- **The problem**: Which of the lines below contain the word "white"? Show each one in full.

- **Data for processing**:
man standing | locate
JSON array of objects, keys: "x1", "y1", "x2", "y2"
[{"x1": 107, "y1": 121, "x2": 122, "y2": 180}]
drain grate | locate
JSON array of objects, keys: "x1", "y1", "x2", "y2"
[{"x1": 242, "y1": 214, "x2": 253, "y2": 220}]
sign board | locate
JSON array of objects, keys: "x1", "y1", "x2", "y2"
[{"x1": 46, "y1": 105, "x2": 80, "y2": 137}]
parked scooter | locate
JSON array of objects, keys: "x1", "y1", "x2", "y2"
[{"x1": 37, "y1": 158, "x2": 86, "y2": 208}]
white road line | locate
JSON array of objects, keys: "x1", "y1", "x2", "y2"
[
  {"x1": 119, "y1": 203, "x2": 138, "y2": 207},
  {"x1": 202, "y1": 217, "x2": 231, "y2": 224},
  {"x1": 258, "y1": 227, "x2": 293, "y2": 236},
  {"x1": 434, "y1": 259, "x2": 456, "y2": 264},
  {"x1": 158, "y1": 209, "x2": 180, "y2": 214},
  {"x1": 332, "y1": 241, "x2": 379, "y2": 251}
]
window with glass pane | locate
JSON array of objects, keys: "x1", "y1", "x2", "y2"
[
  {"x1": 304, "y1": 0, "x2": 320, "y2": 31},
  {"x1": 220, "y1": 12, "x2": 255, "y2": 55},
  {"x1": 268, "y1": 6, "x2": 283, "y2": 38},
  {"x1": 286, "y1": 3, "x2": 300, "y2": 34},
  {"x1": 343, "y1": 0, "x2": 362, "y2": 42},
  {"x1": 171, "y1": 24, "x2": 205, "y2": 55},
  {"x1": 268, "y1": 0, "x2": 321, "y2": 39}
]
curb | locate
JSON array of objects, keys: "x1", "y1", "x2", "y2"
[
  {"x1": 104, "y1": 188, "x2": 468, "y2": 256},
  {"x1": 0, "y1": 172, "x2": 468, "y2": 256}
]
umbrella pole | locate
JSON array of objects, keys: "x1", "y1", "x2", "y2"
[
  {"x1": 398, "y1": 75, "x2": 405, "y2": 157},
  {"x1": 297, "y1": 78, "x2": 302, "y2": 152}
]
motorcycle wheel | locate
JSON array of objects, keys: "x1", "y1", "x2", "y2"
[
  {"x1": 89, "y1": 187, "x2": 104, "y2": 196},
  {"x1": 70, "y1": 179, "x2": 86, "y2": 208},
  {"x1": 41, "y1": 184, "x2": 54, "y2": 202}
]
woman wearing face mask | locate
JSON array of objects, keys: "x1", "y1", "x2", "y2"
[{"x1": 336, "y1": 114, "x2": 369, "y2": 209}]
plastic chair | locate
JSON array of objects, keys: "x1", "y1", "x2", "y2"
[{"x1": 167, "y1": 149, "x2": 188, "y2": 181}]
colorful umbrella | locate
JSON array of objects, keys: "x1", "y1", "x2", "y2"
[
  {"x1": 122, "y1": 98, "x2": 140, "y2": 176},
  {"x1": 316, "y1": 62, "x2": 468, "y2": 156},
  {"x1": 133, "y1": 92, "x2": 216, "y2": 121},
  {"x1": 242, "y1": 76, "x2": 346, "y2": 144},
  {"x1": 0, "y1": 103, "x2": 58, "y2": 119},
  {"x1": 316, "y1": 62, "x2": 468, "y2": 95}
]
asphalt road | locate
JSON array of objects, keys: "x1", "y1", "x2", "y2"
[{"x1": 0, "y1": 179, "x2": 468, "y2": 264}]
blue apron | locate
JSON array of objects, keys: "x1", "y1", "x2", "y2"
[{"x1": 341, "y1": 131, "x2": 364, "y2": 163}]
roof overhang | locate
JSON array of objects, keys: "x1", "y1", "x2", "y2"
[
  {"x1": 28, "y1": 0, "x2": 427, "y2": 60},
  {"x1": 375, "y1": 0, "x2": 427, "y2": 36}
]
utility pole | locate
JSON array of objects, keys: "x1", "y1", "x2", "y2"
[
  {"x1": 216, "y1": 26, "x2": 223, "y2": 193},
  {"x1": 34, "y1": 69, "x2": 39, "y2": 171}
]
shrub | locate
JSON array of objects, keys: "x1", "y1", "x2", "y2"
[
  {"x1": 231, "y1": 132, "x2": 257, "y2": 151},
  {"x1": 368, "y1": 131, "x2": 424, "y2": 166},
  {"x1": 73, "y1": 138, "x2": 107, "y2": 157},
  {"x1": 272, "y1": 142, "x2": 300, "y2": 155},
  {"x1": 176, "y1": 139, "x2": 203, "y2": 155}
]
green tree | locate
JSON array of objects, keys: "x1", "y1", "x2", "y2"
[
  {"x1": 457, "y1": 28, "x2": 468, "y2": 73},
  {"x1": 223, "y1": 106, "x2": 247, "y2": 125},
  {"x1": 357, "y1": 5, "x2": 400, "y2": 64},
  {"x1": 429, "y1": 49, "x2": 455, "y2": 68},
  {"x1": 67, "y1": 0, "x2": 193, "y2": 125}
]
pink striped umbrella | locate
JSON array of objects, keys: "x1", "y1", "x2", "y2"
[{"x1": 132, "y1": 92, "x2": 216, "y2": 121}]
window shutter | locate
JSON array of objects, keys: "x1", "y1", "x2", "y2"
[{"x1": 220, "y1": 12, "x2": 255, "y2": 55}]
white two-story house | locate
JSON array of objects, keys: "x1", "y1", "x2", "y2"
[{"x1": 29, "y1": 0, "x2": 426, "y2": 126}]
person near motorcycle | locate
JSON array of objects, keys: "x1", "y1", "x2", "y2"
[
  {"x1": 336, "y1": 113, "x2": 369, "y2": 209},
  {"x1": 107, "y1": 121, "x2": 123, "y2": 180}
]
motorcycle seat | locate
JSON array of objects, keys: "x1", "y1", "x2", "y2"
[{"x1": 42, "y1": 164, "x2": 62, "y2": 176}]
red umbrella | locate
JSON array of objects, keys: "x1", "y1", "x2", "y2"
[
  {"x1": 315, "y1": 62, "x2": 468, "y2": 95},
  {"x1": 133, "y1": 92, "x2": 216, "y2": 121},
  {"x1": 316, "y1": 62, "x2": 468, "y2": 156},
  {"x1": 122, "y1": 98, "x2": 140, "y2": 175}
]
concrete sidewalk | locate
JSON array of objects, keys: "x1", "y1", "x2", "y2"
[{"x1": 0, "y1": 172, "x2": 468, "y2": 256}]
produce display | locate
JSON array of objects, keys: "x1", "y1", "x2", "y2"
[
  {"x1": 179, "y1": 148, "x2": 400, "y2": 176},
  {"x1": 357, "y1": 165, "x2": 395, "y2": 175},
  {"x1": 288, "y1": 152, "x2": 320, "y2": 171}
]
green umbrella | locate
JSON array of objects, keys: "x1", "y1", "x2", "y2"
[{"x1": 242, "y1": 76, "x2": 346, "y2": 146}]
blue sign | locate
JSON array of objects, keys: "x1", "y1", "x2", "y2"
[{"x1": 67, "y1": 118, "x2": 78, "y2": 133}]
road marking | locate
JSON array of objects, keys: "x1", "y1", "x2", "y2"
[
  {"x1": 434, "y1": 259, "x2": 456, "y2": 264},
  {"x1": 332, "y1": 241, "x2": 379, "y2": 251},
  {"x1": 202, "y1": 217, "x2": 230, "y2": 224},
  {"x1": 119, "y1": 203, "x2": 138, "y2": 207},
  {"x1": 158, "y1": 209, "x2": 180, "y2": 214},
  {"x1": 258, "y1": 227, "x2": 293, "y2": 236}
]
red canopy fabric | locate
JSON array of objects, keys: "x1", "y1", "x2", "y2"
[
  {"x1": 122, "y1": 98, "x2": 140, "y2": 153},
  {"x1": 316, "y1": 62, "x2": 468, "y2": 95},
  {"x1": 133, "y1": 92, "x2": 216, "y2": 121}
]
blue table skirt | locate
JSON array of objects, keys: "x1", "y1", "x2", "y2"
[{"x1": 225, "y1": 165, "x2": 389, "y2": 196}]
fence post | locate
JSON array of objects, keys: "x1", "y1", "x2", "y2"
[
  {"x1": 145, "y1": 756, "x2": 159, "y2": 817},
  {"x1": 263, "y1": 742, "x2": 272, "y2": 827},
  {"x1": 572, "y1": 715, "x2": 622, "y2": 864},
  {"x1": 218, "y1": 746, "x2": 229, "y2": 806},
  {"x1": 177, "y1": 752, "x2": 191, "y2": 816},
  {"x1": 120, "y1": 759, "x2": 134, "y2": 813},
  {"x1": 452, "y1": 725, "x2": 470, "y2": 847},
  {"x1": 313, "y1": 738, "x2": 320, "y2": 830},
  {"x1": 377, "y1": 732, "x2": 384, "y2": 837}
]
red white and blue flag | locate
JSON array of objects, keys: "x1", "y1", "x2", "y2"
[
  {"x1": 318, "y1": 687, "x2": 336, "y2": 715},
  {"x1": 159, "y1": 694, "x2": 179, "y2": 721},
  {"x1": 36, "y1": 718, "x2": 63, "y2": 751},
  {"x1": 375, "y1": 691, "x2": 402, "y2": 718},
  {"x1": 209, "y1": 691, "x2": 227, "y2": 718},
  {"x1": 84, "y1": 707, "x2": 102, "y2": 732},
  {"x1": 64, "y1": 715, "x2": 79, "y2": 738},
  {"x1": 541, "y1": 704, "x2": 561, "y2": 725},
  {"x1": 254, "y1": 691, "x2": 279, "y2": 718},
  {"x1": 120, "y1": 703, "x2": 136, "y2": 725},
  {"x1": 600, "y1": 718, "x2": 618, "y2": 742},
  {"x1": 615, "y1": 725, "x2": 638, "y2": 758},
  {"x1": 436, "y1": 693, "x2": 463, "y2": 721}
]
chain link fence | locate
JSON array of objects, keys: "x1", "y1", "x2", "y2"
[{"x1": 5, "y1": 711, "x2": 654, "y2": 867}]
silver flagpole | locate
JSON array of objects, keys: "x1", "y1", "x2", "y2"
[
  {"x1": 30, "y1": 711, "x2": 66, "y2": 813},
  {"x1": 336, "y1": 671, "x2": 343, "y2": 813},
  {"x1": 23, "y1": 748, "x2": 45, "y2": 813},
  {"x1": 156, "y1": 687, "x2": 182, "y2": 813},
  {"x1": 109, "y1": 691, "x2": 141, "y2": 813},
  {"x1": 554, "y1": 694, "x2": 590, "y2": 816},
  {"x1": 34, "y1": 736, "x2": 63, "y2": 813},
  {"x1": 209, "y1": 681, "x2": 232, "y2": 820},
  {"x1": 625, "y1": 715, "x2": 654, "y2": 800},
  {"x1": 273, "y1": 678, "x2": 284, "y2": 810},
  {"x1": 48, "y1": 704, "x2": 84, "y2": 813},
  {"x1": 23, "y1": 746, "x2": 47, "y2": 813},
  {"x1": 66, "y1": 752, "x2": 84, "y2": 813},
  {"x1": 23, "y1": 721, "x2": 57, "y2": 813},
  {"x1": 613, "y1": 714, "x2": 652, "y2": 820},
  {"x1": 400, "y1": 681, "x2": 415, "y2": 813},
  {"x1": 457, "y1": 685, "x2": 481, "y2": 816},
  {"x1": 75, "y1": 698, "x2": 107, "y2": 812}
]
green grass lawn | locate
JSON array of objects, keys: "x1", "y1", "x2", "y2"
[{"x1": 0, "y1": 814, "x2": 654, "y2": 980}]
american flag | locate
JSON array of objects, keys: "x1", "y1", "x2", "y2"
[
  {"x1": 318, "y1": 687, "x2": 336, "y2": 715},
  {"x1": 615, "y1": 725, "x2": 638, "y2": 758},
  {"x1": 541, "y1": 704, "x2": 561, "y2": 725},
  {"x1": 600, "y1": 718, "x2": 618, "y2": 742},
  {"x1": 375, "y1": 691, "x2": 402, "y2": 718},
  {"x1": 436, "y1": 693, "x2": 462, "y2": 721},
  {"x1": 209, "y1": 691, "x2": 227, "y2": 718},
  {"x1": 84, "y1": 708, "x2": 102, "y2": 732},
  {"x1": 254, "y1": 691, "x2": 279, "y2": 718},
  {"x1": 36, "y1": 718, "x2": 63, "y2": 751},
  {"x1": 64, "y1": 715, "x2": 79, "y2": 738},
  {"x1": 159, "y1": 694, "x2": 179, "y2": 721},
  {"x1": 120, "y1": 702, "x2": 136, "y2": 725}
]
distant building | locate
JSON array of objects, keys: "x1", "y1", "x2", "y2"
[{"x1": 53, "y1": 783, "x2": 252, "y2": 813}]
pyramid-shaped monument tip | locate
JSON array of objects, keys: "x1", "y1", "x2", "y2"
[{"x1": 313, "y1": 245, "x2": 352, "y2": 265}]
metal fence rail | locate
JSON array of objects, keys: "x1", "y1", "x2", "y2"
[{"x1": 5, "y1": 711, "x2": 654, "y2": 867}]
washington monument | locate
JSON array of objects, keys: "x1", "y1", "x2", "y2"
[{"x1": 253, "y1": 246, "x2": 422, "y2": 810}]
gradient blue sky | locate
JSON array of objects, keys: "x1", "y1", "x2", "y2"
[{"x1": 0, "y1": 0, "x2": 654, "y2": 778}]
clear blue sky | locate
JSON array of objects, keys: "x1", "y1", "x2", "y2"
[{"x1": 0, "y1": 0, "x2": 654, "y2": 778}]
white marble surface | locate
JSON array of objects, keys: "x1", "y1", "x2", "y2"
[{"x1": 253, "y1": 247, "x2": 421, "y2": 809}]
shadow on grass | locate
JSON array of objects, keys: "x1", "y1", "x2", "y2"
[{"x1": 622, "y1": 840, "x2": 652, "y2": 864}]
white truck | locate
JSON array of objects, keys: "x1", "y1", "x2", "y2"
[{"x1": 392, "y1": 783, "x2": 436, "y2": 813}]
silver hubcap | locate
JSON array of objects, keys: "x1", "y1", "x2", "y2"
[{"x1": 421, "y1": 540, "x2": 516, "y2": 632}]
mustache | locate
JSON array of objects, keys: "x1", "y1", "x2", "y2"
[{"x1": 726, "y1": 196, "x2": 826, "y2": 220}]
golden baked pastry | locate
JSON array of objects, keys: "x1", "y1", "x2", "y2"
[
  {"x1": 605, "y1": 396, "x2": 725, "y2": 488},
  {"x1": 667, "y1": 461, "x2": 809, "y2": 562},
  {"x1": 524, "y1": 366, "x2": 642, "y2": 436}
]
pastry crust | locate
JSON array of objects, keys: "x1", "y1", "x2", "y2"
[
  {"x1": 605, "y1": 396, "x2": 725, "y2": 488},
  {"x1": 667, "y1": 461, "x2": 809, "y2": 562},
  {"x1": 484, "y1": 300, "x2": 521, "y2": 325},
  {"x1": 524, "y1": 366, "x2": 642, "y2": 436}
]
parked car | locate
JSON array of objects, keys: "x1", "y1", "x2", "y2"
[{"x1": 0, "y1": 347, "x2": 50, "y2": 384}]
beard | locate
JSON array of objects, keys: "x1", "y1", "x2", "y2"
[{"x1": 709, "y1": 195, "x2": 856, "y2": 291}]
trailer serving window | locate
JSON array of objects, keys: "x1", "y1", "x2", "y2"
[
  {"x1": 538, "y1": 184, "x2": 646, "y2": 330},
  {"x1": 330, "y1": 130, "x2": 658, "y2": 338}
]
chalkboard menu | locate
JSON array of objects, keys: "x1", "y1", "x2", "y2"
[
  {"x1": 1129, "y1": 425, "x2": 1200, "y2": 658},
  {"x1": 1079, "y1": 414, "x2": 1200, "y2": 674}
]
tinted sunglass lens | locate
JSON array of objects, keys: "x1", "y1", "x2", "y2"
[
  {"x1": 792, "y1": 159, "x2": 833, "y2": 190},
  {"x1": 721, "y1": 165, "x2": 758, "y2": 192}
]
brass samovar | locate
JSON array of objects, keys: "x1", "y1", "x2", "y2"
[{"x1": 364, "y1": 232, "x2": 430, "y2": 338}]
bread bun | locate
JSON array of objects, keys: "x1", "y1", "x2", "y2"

- **Full solution**:
white road line | locate
white two-story house | locate
red white and blue flag | locate
white marble surface | locate
white truck | locate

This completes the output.